* Work instructions:
Recast the part of the records that opens with the line containing "Task: locate the square" and closes at the end of the records as a Markdown table with the columns Row and Line. Number each row and omit blank lines.

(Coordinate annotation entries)
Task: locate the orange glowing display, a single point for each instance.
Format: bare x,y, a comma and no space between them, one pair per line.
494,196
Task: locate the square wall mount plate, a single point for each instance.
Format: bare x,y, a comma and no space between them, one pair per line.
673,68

* Answer for this exercise:
| Row | Line |
|---|---|
| 1 | Task: locate the square wall mount plate, a single point for each instance. |
| 2 | Format: bare x,y, a comma and no space between them, one pair per line. |
| 3 | 673,68 |